| Source excerpt |
□ □ □ □ □ □ □

Who’s Hired and Who’s Fired: Recent Supply Chain Leadership Moves
- Freddie Bolton

- Mar 26
- 4 min read
The past month delivered a focused set of confirmed supply chain leadership transitions across food manufacturing, container shipping, and consumer goods supply operations. Rather than sweeping overhauls at global logistics giants, the month reflected structural reinforcement in sectors where execution discipline, fleet modernization, and operational resilience remain paramount.
CaPow Expands Advisory Board as Robotics Power Constraints Move Into Strategic Focus
CaPow announced the expansion of its advisory board with three senior industry figures: David Scheffrahn of Ocado Intelligent Automation, John Santagate, formerly SVP of Global Robotics at Infios, and Matthew Wicks, former VP and GM at Zebra Robotics Automation. The company positions its Power-in-Motion technology as a response to one of the sector’s persistent inefficiencies - robot downtime linked to charging cycles. By enabling continuous energy transfer while robots are in motion, the approach reframes power delivery from a technical constraint into an operational lever tied directly to throughput and system uptime.

□ □ □ □ □ □ □

| Data excerpt |
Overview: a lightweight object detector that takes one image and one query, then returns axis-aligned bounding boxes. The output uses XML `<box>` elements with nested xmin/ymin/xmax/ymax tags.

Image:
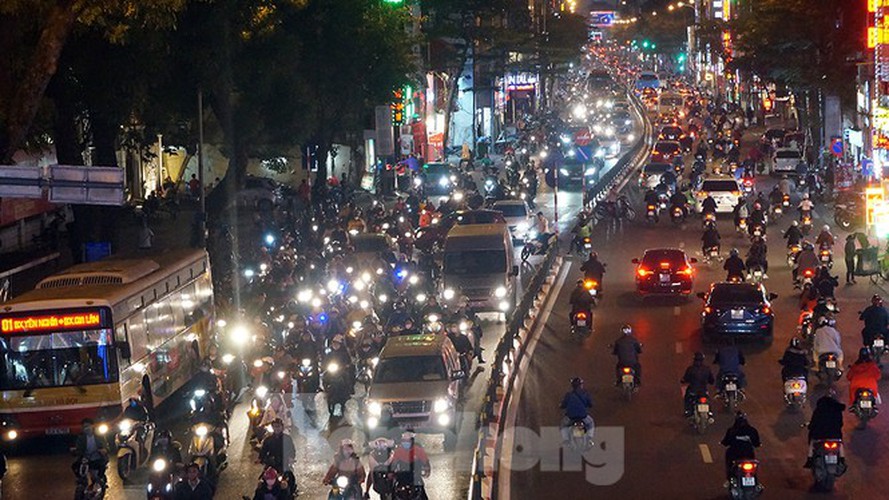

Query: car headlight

□ □ □ □ □ □ □

| Required task A |
In the supply chain leadership moves article, what inefficiency is CaPow's Power-in-Motion technology meant to address?
| Required task B |
Can you copy, word for word, everything in the supply chain leadership moves article from "Who’s Hired and" down to "resilience remain paramount."?

| Written solution A |
Robot downtime linked to charging cycles.

| Written solution B |
Who’s Hired and Who’s Fired: Recent Supply Chain Leadership Moves
- Freddie Bolton

- Mar 26
- 4 min read
The past month delivered a focused set of confirmed supply chain leadership transitions across food manufacturing, container shipping, and consumer goods supply operations. Rather than sweeping overhauls at global logistics giants, the month reflected structural reinforcement in sectors where execution discipline, fleet modernization, and operational resilience remain paramount.